Excerpted passage:
The poll also shows how opinions on abortion diverge sharply along party lines. Roughly three-quarters of Democrats think abortion should be legal in all or most cases; about two-thirds of Republicans think it should be illegal in all or most cases.

But most Americans fall between extreme opinions on the issue. Just 23% say abortion in general should be legal in all cases, while 33% say it should be legal in most cases. Thirty percent say abortion should be illegal in most cases; just 13% say it should be illegal in all cases.

The results are not surprising. Polls consistently have found strong public opposition to the killing of unborn babies in abortions after the first trimester.

The findings are especially significant right now because the Supreme Court is scheduled to consider a major abortion case in the fall. At issue is a Mississippi law that prohibits abortions after 15 weeks of pregnancy, a few weeks into the second trimester.

The justices agreed to consider “whether all pre-viability prohibitions on elective abortion are unconstitutional.” Currently, legal precedent prohibits states from banning abortions before viability, currently about 22 weeks of pregnancy.

The AP poll and others demonstrate that most Americans support stronger protections for unborn babies than what the Supreme Court currently allows.

Susan B. Anthony List president Marjorie Dannenfelser said polls and state elections both show that Americans support laws like Mississippi’s that protect nearly fully formed unborn babies.

“Across the nation, the people speaking through their representatives have enacted an unprecedented 89 pro-life laws this year – sending a clear message to politicians and the Supreme Court: it’s time to humanize our extreme status quo, in line with science and international norms,” Dannenfelser said.

What you will do:
1. In the passage on abortion polling, starting with "The findings are" and going on through "weeks of pregnancy.", reproduce the text with "justices" substituted by "judges".
2. Extend the passage on abortion polling with its next part, beginning after its final sentence.
The listing after the passage on abortion polling is not required for this work.

Supplied data:
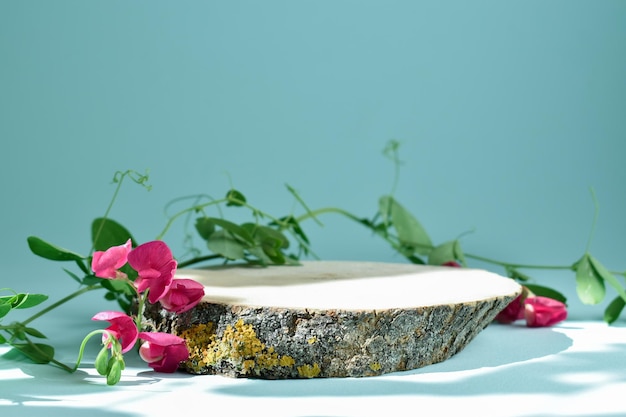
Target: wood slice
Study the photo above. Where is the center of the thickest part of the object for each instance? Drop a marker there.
(332, 319)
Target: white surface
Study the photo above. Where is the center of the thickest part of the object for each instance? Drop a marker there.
(331, 285)
(573, 369)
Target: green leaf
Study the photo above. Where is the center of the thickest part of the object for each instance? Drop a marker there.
(52, 252)
(31, 300)
(36, 352)
(205, 227)
(221, 242)
(295, 227)
(235, 198)
(114, 374)
(542, 291)
(614, 309)
(4, 309)
(589, 285)
(517, 275)
(443, 253)
(102, 360)
(117, 286)
(607, 276)
(232, 228)
(106, 233)
(34, 332)
(73, 276)
(410, 231)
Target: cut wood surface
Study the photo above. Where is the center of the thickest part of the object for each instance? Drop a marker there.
(332, 318)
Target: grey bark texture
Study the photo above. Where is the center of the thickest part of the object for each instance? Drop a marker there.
(271, 342)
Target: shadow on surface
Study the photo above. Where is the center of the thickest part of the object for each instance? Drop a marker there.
(503, 360)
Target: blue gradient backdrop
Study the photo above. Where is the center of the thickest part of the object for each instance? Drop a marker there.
(507, 113)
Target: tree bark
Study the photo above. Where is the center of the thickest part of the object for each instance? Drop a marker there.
(332, 319)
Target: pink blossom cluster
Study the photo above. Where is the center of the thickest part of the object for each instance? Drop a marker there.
(538, 311)
(155, 268)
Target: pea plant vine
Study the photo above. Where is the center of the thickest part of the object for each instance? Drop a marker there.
(266, 239)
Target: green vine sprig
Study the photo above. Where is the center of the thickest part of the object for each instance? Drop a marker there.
(267, 239)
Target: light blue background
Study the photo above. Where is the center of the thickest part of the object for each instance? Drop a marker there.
(507, 113)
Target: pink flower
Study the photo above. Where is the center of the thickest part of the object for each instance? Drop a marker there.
(543, 311)
(182, 295)
(106, 264)
(514, 311)
(122, 327)
(155, 265)
(163, 351)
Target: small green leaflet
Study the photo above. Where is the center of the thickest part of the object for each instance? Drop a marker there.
(542, 291)
(589, 284)
(52, 252)
(614, 309)
(37, 352)
(235, 198)
(446, 252)
(106, 233)
(410, 231)
(23, 300)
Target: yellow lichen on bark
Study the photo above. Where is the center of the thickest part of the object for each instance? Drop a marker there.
(376, 366)
(239, 345)
(308, 371)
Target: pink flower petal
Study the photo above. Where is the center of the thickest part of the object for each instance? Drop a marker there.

Your responses:
1.
The findings are especially significant right now because the Supreme Court is scheduled to consider a major abortion case in the fall. At issue is a Mississippi law that prohibits abortions after 15 weeks of pregnancy, a few weeks into the second trimester.

The judges agreed to consider “whether all pre-viability prohibitions on elective abortion are unconstitutional.” Currently, legal precedent prohibits states from banning abortions before viability, currently about 22 weeks of pregnancy.

2.
For example, New Hampshire voters elected a new pro-life-majority legislature last fall, and, earlier this week, the legislature passed a bill to ban late-term abortions on viable unborn babies. Until now, New Hampshire was one of seven states in the U.S. that allows abortions without limits up to birth.

David O’Steen, executive director of the National Right to Life Committee, told the AP that the pro-abortion movement is “way out of the public mainstream” because it advocates for abortions without restriction all throughout pregnancy.

In the United States, most unborn babies are aborted in the first trimester. However, second- and third-trimester abortions still claim the lives of tens of thousands of unborn babies every year.

According to the Centers for Disease Control, about 92 percent of all abortions in 2018 occurred within the first 13 weeks of pregnancy. The Guttmacher Institute, a pro-abortion group considered to have the best estimated abortion numbers for the U.S., reported 862,320 abortions in 2017, the latest available data. Based on those two reports, about 68,986 unborn babies are aborted in the second or third trimester every year.

That means if the Supreme Court allows states to prohibit abortions after the first trimester, as Americans want, tens of thousands of unborn babies could be saved.